# [TEXTO DEL DOCUMENTO]
*****

Recordé esto cuando vi las imágenes en televisión de Notre Dame en llamas esta semana. Pensé también en cómo Notre Dame sobrevivió a la profanación de las iglesias que acompaño la Revolución Francesa de 1789. Y se me ocurrió reflexionar sobre la cruel ironía de que la famosa catedral había logrado resistir la maldad humana durante 800 años pero no a otra de esas infinitamente misteriosas bromas que Dios se gasta todos los días con nosotros, da igual que sea en Semana Santa, aquí en la Tierra.

Pero ante todo sentí ese mismo desgarro y esa tristeza con la que tanta gente dentro y fuera de Francia respondió a la noticia de que aquella maravilla del mundo ardía. Me sorprendió mi reacción. Nadie murió. Pero aunque han pasado ya algunos días me sigue afectando, como supongo que a muchos más, y me intriga entender porqué lo vivo como una pérdida personal.

Nunca he vivido en París ni siento ninguna especial afinidad con su gente. Más bien comparto el prejuicio general de que son bastante antipáticos. Pero he estado muchas veces y nunca me deja de asombrar su petrificada belleza. Ver París por primera vez a los 17 años despertó en mí una antes inexistente sensibilidad estética. Notre Dame, concretamente, ocupa un lugar especial en el paisaje mental de mi vida.

*****

# [EXTRACTO DE DATOS]
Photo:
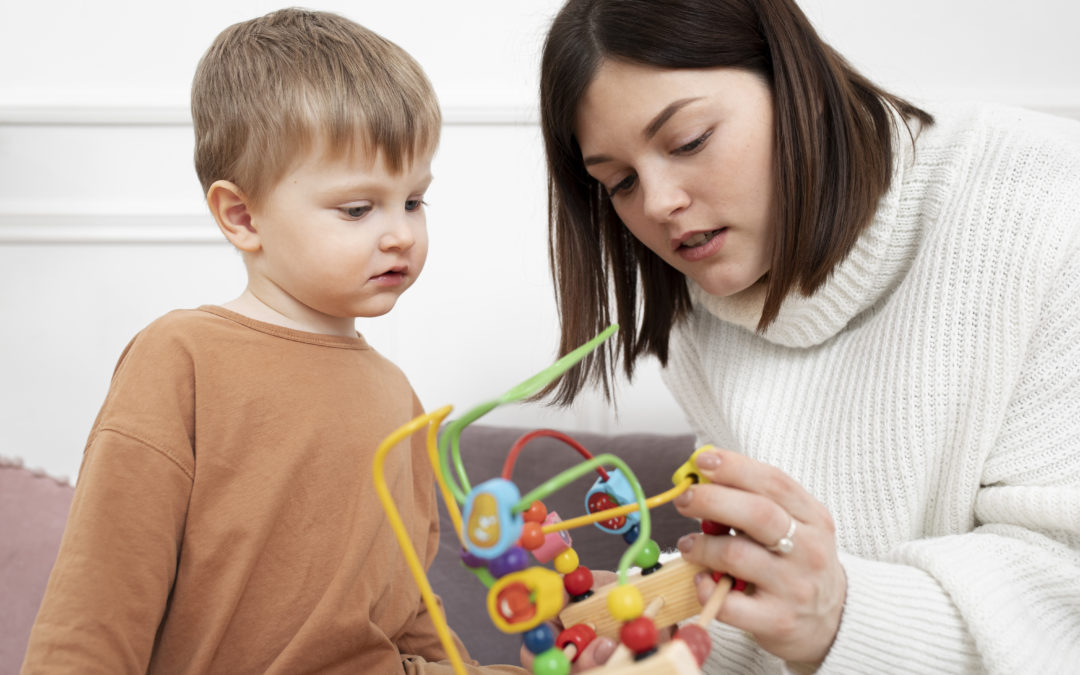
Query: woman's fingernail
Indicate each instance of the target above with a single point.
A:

*****

# [EJERCICIOS PROPUESTOS]
1. En el texto sobre el incendio de Notre Dame, ¿a qué edad cuenta quien escribe que vio París por primera vez?
2. Prolonga el texto sobre el incendio de Notre Dame a partir de su última oración.

# [RESPUESTAS POR EJERCICIO]
1. A los 17 años.

2.
Sospecho que mi experiencia no es única. Notre Dame transmite la sensación de ser el alma hecha piedra de Francia, un país especial por su cultura y su historia e incluso por su geografía. Su arte, su literatura, su música, su arquitectura, sus revolucionarias ideas, su himno nacional, su comida, su vino, su tierra tan increíblemente fértil, su Atlántico y su Mediterráneo: Notre Dame lo simboliza todo y más. Decir que es “patrimonio de la humanidad” es quedarse corto.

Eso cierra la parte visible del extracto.